Items from a data source:
* START *

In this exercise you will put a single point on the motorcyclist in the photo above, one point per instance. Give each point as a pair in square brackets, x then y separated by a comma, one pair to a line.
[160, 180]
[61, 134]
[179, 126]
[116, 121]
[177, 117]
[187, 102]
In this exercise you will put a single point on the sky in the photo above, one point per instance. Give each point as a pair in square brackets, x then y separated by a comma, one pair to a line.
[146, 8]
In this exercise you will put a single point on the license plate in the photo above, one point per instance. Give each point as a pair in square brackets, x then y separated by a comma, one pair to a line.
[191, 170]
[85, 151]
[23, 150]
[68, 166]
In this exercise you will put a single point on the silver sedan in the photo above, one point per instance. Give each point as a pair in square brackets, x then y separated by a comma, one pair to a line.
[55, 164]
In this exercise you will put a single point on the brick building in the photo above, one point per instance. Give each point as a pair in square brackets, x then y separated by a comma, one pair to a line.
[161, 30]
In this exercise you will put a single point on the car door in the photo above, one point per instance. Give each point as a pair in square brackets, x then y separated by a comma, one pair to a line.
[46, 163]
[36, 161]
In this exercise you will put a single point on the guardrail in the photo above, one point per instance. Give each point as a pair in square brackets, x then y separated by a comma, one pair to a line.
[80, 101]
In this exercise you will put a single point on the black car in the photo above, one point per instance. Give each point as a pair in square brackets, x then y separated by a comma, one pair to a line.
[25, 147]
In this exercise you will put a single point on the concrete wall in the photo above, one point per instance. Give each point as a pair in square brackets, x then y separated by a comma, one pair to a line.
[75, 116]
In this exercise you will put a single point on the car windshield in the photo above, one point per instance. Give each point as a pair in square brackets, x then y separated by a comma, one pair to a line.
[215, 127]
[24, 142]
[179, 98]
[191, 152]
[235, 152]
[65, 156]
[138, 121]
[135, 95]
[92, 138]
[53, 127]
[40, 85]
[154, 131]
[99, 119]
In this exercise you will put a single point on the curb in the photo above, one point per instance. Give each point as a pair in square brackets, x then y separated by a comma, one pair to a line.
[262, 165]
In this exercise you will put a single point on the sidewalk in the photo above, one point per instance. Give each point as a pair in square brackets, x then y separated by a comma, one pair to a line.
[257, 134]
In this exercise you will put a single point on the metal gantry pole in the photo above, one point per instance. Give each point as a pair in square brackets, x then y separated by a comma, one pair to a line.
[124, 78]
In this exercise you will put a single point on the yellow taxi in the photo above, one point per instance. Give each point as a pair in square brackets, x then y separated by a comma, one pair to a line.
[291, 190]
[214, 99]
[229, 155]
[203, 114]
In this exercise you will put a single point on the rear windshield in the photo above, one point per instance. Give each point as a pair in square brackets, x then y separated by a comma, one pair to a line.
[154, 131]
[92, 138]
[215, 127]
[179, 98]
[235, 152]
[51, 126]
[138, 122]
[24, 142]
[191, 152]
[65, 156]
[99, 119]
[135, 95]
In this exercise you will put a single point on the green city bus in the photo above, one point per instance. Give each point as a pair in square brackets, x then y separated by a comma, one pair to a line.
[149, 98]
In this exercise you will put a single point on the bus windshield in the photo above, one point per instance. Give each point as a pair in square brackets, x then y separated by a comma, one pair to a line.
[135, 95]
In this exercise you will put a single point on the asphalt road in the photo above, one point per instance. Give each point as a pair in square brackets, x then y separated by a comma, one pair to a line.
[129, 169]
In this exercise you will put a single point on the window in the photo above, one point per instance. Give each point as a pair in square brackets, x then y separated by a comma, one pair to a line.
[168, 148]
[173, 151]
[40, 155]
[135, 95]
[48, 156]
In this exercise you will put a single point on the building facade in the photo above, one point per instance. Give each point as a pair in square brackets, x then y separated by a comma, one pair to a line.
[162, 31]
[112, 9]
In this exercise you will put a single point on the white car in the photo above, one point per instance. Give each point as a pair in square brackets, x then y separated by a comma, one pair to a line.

* END *
* START *

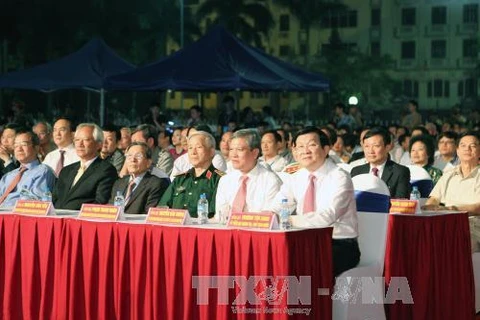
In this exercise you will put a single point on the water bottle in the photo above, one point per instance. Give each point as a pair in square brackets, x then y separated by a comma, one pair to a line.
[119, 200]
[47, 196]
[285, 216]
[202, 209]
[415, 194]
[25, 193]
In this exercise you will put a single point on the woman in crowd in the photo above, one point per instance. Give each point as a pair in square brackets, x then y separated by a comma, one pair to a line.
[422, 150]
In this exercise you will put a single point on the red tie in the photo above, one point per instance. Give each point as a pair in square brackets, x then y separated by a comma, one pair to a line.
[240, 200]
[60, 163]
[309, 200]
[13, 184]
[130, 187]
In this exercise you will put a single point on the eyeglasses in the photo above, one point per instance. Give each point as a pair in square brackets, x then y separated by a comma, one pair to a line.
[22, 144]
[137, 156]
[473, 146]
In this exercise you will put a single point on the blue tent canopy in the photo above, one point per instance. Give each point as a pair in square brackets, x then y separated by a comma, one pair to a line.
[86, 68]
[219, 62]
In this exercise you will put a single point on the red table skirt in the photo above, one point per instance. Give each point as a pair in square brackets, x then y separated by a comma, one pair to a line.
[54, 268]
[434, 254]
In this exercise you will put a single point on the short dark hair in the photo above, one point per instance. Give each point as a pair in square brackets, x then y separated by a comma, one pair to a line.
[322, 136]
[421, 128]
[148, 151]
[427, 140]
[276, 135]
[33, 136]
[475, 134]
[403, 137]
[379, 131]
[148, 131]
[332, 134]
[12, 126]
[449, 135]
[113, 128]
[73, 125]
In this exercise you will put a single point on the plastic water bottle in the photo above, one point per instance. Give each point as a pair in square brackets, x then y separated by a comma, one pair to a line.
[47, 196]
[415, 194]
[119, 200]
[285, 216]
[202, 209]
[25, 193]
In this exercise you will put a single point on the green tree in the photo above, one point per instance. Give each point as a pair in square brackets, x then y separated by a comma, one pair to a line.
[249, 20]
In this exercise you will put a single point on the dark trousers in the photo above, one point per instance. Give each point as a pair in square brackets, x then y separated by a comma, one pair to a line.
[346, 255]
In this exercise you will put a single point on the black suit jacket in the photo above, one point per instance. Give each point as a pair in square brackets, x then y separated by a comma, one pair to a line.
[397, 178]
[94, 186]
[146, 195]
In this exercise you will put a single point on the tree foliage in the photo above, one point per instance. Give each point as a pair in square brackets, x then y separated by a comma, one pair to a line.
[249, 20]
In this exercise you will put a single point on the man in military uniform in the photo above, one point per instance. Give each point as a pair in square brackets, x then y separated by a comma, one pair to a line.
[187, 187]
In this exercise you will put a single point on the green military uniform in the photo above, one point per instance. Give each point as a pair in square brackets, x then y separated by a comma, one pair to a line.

* END *
* START *

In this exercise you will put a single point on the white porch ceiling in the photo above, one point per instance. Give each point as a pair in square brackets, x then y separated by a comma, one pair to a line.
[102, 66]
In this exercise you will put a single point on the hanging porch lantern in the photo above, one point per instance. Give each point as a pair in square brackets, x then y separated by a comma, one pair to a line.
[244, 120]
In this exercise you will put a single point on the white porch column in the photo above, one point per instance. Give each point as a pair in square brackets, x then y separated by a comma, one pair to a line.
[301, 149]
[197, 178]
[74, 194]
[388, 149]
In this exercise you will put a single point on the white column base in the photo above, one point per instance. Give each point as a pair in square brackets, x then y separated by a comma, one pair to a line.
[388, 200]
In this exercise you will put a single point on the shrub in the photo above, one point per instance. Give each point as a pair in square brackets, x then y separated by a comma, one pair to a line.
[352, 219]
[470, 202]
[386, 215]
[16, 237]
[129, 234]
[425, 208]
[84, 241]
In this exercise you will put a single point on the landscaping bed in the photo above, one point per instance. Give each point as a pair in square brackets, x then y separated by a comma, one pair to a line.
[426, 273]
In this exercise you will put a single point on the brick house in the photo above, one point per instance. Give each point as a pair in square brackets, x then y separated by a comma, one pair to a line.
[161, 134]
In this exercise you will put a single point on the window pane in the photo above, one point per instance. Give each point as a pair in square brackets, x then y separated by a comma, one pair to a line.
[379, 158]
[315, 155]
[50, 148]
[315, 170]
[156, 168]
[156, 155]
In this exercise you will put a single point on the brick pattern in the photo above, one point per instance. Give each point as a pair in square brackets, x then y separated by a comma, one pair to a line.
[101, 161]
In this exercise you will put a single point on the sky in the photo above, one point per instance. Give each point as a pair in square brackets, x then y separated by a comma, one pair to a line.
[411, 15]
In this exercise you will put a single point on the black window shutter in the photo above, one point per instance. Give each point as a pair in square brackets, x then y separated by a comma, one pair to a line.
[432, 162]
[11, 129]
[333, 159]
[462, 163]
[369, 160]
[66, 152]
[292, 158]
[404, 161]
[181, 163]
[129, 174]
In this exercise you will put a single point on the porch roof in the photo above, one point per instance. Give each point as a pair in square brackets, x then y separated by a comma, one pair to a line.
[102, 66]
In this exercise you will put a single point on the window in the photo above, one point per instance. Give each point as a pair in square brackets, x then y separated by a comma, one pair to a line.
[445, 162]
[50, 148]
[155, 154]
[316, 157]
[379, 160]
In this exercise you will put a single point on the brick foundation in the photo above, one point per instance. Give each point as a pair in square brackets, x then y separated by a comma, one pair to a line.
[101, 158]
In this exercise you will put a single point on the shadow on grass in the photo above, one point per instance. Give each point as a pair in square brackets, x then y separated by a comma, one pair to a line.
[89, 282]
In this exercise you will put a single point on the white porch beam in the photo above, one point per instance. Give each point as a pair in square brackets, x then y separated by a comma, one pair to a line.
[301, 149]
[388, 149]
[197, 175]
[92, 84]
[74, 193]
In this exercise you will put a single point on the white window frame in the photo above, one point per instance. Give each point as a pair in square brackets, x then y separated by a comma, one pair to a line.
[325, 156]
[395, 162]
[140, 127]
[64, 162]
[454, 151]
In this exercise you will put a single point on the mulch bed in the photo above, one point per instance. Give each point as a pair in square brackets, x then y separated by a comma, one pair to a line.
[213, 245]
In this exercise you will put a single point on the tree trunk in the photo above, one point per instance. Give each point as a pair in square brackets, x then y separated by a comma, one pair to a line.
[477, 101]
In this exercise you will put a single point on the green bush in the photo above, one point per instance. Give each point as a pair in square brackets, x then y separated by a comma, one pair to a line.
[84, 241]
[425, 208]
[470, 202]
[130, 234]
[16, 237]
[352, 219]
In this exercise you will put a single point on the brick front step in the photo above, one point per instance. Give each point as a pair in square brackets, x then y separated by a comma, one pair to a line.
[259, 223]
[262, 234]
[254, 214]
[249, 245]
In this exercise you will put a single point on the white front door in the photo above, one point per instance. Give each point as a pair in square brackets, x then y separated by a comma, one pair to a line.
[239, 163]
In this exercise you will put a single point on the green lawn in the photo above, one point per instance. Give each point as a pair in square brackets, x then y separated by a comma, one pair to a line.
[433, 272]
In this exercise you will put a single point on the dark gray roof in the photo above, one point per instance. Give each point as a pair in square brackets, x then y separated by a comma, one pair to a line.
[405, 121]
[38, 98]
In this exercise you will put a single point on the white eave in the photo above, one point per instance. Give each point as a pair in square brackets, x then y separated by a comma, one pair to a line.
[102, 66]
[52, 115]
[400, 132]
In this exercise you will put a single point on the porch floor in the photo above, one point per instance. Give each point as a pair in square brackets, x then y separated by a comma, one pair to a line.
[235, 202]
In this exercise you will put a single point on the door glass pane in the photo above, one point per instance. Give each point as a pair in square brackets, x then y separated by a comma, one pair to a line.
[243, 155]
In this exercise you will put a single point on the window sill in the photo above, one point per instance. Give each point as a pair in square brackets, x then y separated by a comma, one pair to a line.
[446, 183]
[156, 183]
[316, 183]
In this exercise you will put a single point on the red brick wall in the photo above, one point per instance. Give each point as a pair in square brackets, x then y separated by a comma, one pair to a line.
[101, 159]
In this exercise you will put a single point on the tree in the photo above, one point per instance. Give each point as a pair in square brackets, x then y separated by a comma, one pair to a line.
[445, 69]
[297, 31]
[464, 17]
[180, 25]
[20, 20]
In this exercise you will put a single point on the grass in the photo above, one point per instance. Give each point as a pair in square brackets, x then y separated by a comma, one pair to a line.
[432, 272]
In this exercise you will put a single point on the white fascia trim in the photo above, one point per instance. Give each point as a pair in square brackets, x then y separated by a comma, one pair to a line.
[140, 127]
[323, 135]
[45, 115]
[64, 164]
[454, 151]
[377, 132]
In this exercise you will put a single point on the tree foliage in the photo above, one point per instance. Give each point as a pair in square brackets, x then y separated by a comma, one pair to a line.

* END *

> EXERCISE AIM
Find every row above that contains the string "column" and copy each of those rows in full.

> PROBLEM SOLUTION
In this exercise you will put a single point on the white porch column in the photo above, one point per instance. Give each point as a pair in square brackets, x then y separated by a comma, one pair to a line.
In this exercise you will put a single point on the white column base in the photo above, one point per instance. Give each point as a pair in square brackets, x then y separated by a comma, one pair to a line.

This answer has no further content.